Instructions for the task:
In the data below, which lines hold "photo"? Copy every one.

Data section:
- - -
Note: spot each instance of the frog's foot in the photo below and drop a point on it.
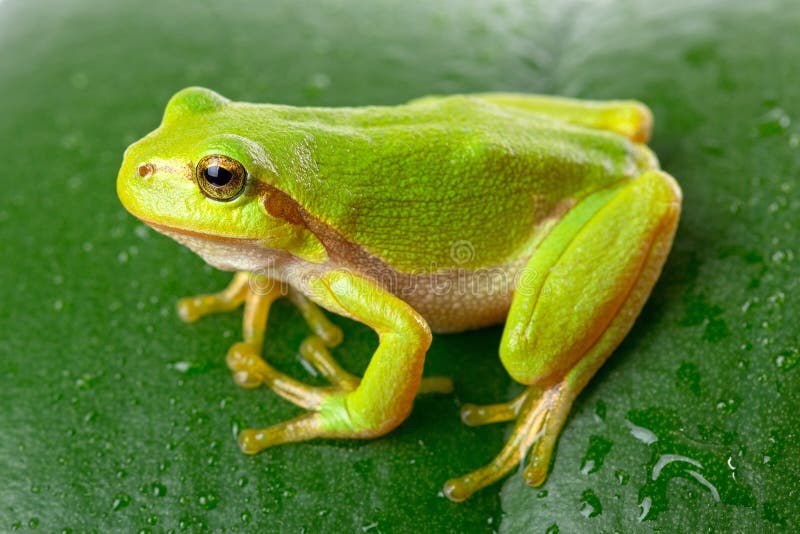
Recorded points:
- - -
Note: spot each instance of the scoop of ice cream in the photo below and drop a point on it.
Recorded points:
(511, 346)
- - -
Solution below:
Note: spot each instance of the frog's foot in the photo below and drop a point on it.
Note: spot each instance of the scoop of ice cream in the photo below and drop a point on it.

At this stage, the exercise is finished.